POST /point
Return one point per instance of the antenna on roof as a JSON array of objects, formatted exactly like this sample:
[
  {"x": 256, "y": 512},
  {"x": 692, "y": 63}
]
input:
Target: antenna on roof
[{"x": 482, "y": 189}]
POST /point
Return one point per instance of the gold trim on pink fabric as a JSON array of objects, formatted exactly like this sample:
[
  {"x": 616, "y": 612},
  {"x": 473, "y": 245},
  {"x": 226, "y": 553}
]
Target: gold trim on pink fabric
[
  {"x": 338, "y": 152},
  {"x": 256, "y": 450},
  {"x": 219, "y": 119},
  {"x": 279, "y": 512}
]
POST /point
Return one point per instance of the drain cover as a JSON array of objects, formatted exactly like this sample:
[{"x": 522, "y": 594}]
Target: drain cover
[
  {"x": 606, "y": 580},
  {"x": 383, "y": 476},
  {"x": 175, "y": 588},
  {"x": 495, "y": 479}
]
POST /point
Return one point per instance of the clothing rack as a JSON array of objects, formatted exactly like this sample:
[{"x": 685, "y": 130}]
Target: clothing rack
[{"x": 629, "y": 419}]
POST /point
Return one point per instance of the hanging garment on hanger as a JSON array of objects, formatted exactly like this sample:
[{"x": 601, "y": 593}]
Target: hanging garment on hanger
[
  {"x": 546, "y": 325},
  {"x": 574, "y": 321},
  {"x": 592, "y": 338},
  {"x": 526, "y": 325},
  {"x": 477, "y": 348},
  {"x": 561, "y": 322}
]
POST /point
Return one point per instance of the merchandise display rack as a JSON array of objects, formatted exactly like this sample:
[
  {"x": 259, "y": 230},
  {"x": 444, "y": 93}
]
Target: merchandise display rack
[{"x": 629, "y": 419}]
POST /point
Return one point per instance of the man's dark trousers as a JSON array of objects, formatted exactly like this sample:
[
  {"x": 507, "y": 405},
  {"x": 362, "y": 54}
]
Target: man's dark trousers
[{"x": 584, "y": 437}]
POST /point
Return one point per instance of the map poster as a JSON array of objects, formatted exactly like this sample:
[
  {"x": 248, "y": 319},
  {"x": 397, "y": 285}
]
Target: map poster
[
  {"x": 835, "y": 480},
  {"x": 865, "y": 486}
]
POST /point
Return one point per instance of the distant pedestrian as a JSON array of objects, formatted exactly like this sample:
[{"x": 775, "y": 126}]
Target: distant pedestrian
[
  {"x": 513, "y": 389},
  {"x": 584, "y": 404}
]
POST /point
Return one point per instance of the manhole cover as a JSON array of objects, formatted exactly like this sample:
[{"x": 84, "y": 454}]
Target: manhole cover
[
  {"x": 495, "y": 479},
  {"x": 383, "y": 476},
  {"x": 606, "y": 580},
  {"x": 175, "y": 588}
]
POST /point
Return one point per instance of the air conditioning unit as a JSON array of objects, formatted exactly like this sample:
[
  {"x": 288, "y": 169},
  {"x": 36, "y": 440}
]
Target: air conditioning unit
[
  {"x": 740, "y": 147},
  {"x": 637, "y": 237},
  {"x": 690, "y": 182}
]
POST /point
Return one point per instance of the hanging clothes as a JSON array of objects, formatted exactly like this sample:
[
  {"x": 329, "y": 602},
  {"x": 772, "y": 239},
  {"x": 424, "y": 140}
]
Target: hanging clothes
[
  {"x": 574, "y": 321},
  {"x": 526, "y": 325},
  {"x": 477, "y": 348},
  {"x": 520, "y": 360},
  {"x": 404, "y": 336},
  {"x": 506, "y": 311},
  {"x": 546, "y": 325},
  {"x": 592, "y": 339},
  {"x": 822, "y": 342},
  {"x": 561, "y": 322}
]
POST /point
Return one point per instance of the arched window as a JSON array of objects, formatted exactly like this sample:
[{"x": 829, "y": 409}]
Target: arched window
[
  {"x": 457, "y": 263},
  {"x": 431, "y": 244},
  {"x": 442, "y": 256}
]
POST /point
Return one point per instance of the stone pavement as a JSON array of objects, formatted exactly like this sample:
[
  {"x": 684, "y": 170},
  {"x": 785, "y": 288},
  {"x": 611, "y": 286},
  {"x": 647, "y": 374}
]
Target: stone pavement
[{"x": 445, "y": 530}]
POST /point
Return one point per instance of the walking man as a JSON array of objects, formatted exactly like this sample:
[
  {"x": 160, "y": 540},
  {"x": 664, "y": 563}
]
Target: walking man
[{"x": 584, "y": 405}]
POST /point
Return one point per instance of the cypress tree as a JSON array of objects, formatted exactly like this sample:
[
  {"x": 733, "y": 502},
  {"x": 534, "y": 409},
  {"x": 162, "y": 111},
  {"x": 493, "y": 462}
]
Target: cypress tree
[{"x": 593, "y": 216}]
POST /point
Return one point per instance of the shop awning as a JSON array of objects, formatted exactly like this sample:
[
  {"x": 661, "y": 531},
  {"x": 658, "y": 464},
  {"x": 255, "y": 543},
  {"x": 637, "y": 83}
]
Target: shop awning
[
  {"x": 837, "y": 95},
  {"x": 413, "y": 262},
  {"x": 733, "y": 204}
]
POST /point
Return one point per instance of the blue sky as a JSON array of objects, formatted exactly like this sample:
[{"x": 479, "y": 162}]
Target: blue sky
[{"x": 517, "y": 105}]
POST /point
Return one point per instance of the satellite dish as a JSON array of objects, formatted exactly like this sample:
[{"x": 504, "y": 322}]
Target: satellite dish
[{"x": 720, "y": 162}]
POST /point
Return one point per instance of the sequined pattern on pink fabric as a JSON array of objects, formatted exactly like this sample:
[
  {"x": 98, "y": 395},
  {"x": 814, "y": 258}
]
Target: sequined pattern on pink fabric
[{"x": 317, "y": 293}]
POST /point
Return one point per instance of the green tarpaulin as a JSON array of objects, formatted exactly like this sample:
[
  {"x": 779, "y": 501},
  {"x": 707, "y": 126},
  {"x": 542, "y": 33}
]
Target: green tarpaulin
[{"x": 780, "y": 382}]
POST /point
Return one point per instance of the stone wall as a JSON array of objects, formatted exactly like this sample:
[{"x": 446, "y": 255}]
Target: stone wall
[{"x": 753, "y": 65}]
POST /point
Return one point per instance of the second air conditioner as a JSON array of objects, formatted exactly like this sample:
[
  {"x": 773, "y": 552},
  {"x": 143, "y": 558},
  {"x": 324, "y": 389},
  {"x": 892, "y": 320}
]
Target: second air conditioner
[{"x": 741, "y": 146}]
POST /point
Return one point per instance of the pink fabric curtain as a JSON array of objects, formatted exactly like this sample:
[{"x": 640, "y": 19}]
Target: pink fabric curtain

----

### Challenge
Please find each line in the items above that contains the word "trim", treating uppercase and lowercase as different, and copy those lines.

### Answer for this exercise
Return one point per instance of the gold trim on pink fabric as a JSON array of objects, formatted exactly like this sample:
Target: gold trim on pink fabric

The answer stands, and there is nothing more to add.